» **WHAT YOU WILL DO**
**a)** Can you extract everything from "A→G/T→C Mutational Asymmetry" down to "(Source: https://www.ncbi.nlm.nih.gov/pmc/articles/PMC3588146/)" in the cancer fundamentals notes, copied without changes?
**b)** Could you extend the cancer fundamentals notes, picking up right after their final sentence?

» **DOCUMENT EXTRACT**
====
Cancer Fundamentals

Created by Lily Vittayarukskul for SVAI research community. Open to collaborators!

What causes Cancer?

Many different types of cancer at the molecular level include:

  1. Mutations in proto-oncogenes that alter the function of the regular cell cycle to uncontrollable cell division

  2. Mutations in cancer suppressor genes that alter their cell regulatory mechanism

  3. Mutations in DNA-repair genes that cause further mutations in cells instead of repairing them

Mutation patterns in cancer genomes

(Source: https://www.ncbi.nlm.nih.gov/pmc/articles/PMC2799788/)

Substitution rates depend on flanking nucleotides, a notable example being cytosine in CpG dinucleotides which, in mammals, is usually methylated at the 5-carbon and undergoes hydrolytic deamination to thymine at a relatively high rate

However, it remains possible that many mutations occurring during cancer growth are deleterious to the cell and consequently eliminated by selection. If so, the set of passenger mutations would not faithfully reflect the underlying mutation process. Since selection on germline mutations in coding sequences acts mainly at the amino acid level (24), we assume that this is also true of somatic mutations and that we can therefore explore the effects of selection by comparing frequencies of nonsynonymous and synonymous substitutions. Using data from two studies, where both types of substitution were catalogued (4, 5), we find the overall nonsynonymous/synonymous frequency ratios for pancreatic cancer to be 0.95, and for glioblastoma multiforme to be 1.10, neither of which is significantly different from 1 (P = 0.57 and 0.43, respectively). This indicates that (in contrast to germline mutations) the set of nonsynonymous mutations in cancer is not strongly biased by selection.

while selection certainly acts on some mutations, the set of mutations in cancer cells is not significantly biased by negative or positive selection, and we therefore assume in the following that the sets of nonsynonymous nucleotide substitutions reported by cancer sequencing studies mainly reflect the underlying mutation process that generated them.

A→G/T→C Mutational Asymmetry — higher A -> G mutation frequency associated with higher expression in that gene

Dinucleotide Hotspots as a Signature — TpC/GpA dinucleotide is a mutation hotspot in a subset of cancer types. (CpG dinucleotides are a mutation hotspot in breast cancer, colorectal cancer, pancreatic cancer, and glioblastoma (1, 35). The relative fractions of mutations occurring in TpC and CpG hotspots vs. other sites may thus be viewed as a “signature” that presumably reflects the nature of the mutational mechanisms in different cancers or their precursor somatic tissues. As such, it may provide a useful tool for monitoring data quality in large sequencing studies.)

Developing Cancer Signatures

(Source: https://www.ncbi.nlm.nih.gov/pmc/articles/PMC3588146/)
====
» **DATA PROVIDED**
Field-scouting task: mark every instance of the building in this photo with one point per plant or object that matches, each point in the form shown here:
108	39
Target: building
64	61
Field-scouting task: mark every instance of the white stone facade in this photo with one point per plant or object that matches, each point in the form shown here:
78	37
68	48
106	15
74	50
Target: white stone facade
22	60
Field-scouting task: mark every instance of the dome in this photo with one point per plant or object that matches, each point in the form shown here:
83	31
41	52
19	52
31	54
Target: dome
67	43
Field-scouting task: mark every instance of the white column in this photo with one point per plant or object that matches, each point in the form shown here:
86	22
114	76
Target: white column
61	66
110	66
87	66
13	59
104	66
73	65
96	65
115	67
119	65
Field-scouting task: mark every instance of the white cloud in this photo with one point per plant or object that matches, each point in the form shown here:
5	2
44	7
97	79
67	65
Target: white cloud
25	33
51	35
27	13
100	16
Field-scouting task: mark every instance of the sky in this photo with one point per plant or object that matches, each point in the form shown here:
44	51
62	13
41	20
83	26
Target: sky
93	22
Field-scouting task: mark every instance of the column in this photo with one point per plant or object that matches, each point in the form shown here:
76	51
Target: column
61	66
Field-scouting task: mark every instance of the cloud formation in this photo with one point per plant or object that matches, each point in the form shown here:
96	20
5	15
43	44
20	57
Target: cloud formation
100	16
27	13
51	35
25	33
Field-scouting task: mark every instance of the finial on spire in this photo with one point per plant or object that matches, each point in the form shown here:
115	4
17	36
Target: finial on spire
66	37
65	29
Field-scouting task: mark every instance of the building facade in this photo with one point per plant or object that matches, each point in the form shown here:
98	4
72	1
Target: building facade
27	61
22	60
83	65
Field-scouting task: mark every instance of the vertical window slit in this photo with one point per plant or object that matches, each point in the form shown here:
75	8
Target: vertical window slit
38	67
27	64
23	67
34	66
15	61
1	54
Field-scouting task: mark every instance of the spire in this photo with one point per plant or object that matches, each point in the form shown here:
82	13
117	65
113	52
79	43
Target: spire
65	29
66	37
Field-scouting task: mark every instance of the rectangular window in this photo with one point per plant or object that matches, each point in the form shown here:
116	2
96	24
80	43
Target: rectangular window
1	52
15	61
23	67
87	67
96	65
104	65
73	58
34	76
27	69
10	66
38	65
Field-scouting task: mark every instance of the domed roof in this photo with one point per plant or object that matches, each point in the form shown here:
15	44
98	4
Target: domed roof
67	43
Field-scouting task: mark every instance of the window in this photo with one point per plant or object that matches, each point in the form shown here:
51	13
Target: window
====
» **ANSWERS FOR THE EXERCISE**
**a)**
A→G/T→C Mutational Asymmetry — higher A -> G mutation frequency associated with higher expression in that gene

Dinucleotide Hotspots as a Signature — TpC/GpA dinucleotide is a mutation hotspot in a subset of cancer types. (CpG dinucleotides are a mutation hotspot in breast cancer, colorectal cancer, pancreatic cancer, and glioblastoma (1, 35). The relative fractions of mutations occurring in TpC and CpG hotspots vs. other sites may thus be viewed as a “signature” that presumably reflects the nature of the mutational mechanisms in different cancers or their precursor somatic tissues. As such, it may provide a useful tool for monitoring data quality in large sequencing studies.)

Developing Cancer Signatures

(Source: https://www.ncbi.nlm.nih.gov/pmc/articles/PMC3588146/)

**b)**
A total of 183,916 somatically acquired base substitutions were identified (see Table S1B for hyperlinks). In protein coding regions, there were 1,372 missense, 117 nonsense, 2 stop-lost, 37 essential splice-site, and 521 silent mutations.

Of the 2,869 indels identified, 2,233 were deletions, 544 insertions and 92 complex. There were 21 coding indels, of which 15 were predicted to result in a translational frameshift and six were in-frame. In addition, 1,192 structural variants (rearrangements), 16 homozygous deletions, and 14 regions of increased copy number (amplifications) were identified (Table S1C).

Likely driver substitutions and indels in cancer genes were found in TP53, GATA3, PIK3CA, MAP2K4, SMAD4, MLL2, MLL3, and NCOR1 (Table S1C). Amplification was observed over cancer genes previously implicated in breast cancer development including ERBB2, CCND1, MYC, MDM2, ZNF217, and ZNF703 and a homozygous deletion involving MAP2K4 was identified. All tumors derived from BRCA1 or BRCA2 germline mutation carriers showed loss of wild-type haplotypes at 17q21 or 13q12, respectively, as expected of recessive cancer genes (Table S1B).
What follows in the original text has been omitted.